Instructions for the task.
The answer must be exactly the lines from the one containing "Element lookup — where exactly is the road" through the end of the material, with both ends kept and no other lines.
Top of Data section
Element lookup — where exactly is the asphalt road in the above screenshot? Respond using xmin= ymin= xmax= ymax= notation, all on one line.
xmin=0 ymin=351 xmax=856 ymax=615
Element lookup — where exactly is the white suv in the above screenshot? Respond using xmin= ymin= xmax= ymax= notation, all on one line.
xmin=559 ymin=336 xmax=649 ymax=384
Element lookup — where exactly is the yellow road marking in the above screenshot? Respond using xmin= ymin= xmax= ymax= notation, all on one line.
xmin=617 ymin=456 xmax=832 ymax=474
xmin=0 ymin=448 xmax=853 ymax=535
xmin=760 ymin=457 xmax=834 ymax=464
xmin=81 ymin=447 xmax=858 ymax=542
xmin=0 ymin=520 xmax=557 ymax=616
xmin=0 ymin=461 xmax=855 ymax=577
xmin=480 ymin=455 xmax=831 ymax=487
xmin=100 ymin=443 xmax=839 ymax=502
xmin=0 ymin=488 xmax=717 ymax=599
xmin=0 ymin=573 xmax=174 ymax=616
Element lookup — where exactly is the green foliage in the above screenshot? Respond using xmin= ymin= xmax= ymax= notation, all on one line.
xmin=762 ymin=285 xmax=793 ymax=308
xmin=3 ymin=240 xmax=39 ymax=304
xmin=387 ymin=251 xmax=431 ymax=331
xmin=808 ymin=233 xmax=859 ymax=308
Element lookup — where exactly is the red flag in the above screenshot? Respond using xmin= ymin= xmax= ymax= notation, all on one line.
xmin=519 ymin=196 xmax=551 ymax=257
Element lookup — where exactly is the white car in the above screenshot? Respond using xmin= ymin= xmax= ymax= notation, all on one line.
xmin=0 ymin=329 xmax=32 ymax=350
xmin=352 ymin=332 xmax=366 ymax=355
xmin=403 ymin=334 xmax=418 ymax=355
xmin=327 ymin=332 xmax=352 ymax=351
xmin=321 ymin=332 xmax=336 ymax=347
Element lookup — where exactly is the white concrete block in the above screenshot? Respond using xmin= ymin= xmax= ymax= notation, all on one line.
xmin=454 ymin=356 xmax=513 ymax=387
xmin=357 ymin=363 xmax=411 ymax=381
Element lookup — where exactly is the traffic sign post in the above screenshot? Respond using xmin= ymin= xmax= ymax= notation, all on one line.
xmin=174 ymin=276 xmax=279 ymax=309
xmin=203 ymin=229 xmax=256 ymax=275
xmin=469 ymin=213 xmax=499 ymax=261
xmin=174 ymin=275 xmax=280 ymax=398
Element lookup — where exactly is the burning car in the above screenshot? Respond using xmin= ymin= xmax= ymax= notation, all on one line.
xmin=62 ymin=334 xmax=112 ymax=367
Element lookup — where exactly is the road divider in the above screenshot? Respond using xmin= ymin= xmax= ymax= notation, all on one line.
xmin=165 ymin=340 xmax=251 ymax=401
Bottom of Data section
Exercise output.
Element lookup — where exactly is the road divider in the above screenshot? Respond using xmin= ymin= xmax= ymax= notation, all on one line.
xmin=165 ymin=340 xmax=251 ymax=401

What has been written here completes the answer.